• **What needs to be done**
Rewrite the lines below, from the line containing "Locate the man's eyeglasses;" through the line containing "<point>338,184</point>", inclusive, as a numbered list, leaving out any blank lines.

Dataset records
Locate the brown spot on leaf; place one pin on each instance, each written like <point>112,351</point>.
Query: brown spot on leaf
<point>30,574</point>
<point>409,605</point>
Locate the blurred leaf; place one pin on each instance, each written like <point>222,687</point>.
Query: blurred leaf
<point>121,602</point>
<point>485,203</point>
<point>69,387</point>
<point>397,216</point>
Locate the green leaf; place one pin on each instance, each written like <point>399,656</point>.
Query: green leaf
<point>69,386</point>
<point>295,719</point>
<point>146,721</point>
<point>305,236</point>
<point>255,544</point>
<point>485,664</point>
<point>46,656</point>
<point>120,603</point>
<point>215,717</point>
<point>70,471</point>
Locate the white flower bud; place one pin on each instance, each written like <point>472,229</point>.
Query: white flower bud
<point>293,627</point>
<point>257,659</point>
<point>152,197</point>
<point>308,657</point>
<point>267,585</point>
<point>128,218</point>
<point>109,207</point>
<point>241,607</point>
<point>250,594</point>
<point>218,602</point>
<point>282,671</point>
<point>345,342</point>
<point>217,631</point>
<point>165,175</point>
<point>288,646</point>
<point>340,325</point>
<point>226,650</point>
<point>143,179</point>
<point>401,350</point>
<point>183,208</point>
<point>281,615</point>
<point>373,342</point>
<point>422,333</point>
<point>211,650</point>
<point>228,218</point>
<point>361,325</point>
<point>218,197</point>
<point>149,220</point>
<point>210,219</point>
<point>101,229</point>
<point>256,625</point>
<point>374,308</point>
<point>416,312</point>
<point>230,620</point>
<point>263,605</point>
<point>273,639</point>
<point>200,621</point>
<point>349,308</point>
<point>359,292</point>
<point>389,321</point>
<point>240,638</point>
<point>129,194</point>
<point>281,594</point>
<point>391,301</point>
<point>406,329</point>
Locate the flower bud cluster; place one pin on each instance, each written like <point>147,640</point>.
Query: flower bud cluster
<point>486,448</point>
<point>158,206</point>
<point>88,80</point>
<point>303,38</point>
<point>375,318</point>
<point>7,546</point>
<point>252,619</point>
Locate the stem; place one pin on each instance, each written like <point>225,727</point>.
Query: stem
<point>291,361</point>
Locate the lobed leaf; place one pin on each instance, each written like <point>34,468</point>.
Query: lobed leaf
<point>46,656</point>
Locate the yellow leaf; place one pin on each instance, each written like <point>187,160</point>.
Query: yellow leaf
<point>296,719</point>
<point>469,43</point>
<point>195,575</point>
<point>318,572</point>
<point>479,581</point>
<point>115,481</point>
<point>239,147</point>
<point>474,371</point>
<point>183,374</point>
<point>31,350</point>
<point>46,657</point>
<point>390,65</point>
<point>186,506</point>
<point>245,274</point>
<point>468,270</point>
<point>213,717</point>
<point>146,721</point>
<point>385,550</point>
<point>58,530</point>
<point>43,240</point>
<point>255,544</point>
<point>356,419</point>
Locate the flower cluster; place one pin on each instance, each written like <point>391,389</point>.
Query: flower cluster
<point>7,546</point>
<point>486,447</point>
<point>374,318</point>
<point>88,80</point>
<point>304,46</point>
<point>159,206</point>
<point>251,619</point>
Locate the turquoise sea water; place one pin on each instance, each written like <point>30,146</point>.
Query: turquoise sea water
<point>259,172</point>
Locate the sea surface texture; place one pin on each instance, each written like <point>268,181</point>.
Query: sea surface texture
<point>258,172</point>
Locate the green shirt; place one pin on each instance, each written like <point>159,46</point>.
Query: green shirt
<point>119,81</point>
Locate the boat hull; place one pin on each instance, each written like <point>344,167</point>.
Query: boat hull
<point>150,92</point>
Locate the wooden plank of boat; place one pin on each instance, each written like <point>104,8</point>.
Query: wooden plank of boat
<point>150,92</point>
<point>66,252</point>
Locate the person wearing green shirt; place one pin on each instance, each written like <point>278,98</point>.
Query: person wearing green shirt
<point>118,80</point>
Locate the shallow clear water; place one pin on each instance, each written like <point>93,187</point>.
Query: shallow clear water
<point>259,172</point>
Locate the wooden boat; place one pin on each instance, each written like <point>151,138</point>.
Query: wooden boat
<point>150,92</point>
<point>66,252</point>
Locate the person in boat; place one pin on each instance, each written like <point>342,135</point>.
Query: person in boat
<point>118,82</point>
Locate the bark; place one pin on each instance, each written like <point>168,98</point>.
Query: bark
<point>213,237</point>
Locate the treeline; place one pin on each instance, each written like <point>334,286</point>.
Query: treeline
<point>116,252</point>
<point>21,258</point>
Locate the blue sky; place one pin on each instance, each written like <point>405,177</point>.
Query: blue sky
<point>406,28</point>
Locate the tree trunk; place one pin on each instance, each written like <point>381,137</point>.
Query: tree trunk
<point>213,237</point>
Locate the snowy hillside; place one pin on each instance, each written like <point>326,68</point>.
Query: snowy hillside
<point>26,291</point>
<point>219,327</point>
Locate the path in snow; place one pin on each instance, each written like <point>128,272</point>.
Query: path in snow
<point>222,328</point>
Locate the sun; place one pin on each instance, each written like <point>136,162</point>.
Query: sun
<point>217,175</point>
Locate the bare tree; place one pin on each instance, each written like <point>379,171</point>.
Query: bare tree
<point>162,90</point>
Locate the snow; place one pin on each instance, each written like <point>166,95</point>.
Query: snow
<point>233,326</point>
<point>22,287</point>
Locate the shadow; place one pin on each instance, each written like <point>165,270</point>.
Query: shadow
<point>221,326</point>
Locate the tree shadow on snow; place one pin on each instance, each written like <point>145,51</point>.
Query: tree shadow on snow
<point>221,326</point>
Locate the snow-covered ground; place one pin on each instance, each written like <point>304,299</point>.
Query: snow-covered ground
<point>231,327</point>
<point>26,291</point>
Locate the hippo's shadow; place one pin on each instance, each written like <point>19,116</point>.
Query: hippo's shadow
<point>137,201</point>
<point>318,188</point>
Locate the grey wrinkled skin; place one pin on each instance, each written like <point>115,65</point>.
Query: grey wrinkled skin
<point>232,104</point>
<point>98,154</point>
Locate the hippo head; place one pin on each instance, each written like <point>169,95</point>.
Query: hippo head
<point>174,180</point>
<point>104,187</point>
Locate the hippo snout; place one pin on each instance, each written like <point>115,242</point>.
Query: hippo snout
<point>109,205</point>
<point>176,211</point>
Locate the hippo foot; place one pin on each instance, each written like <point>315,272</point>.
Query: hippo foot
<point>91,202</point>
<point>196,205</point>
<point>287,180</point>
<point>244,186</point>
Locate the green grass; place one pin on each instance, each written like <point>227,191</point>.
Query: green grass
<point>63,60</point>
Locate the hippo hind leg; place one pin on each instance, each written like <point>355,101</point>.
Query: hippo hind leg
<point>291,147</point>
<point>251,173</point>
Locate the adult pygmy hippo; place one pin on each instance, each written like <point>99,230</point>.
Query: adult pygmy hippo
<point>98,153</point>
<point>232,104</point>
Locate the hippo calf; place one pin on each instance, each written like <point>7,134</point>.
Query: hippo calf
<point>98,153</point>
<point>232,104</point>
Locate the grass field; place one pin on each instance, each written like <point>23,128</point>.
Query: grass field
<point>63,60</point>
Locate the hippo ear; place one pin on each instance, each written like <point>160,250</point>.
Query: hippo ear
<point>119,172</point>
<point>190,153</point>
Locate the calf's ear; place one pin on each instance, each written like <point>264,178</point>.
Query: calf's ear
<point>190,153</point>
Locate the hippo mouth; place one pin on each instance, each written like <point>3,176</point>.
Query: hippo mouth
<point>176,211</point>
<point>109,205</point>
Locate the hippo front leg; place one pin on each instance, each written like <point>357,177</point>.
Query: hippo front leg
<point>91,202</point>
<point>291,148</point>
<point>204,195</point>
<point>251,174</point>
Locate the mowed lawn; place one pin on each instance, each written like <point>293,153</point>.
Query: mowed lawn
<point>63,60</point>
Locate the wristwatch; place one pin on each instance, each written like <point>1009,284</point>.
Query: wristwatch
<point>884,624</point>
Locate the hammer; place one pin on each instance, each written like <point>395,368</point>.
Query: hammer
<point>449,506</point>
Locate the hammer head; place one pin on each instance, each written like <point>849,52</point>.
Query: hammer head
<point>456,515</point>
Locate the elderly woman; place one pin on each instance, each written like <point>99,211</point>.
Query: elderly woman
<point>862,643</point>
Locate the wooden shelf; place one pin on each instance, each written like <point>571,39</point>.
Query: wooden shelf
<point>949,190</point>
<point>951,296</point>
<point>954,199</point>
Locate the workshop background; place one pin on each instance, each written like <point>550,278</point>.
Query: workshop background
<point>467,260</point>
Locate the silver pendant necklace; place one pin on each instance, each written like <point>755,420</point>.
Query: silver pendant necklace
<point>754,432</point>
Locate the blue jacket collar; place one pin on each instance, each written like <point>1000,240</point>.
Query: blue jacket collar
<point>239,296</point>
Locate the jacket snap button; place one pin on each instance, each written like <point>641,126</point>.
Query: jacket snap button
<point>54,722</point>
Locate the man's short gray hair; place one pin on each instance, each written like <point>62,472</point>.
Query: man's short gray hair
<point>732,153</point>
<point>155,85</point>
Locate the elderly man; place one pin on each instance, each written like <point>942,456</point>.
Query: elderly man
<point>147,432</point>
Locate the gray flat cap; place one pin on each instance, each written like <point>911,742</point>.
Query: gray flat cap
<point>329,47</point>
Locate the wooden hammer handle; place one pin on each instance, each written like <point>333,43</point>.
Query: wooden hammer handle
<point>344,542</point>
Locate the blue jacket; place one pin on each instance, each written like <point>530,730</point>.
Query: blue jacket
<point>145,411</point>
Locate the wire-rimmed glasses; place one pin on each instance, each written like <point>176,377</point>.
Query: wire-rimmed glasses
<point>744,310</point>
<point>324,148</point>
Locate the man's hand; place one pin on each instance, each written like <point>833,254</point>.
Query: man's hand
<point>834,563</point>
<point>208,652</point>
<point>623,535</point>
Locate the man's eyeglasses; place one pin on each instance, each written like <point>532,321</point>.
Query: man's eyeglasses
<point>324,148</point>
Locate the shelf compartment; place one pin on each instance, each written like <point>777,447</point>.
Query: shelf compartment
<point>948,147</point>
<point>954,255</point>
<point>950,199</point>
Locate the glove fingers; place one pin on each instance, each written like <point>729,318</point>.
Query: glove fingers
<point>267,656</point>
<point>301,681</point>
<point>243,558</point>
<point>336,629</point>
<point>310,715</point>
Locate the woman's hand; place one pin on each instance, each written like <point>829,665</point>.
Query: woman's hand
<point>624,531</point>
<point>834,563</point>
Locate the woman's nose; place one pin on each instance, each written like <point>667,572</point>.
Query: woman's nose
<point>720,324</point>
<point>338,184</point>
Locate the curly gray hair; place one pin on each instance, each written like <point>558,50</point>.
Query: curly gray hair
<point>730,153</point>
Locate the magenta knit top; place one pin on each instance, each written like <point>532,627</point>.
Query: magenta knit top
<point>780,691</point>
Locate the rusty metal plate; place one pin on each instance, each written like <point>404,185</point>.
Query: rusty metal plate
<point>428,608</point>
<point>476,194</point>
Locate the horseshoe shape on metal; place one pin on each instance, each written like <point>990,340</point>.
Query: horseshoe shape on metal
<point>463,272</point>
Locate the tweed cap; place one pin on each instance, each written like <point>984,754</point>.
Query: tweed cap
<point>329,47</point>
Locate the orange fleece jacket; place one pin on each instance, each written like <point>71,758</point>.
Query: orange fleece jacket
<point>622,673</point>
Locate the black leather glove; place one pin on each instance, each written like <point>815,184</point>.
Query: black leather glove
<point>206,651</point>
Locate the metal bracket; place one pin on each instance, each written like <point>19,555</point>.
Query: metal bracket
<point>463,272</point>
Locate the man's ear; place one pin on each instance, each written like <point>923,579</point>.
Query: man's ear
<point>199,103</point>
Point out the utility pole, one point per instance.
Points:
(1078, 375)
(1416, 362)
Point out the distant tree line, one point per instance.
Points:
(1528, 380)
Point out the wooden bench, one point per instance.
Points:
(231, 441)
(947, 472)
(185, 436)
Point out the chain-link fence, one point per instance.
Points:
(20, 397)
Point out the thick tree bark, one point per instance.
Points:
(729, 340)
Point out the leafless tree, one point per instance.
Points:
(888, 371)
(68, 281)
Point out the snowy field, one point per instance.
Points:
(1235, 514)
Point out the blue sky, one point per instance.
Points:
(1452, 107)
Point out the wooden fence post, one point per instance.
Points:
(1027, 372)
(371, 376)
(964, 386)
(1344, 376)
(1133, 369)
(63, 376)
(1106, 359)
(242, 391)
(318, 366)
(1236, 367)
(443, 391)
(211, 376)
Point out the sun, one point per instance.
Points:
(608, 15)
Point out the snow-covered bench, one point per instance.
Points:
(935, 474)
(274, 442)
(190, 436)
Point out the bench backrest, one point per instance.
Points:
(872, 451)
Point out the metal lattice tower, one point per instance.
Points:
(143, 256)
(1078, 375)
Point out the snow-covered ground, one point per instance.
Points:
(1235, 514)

• **Output below**
1. Locate the man's eyeglasses; place one pin on each instance, each written like <point>532,321</point>.
2. Query: man's eyeglasses
3. <point>324,148</point>
4. Locate the shelf compartment; place one pin on each instance, each written like <point>777,447</point>.
5. Query: shelf compartment
6. <point>948,147</point>
7. <point>954,255</point>
8. <point>950,199</point>
9. Locate the glove fingers; place one pin on each instance, each written like <point>729,318</point>.
10. Query: glove fingers
11. <point>267,656</point>
12. <point>301,681</point>
13. <point>243,558</point>
14. <point>336,629</point>
15. <point>310,715</point>
16. Locate the woman's hand; place one pin on each instance, each written like <point>829,665</point>.
17. Query: woman's hand
18. <point>624,531</point>
19. <point>834,563</point>
20. Locate the woman's nose; place one pin on each instance, each written like <point>667,572</point>.
21. Query: woman's nose
22. <point>720,324</point>
23. <point>338,184</point>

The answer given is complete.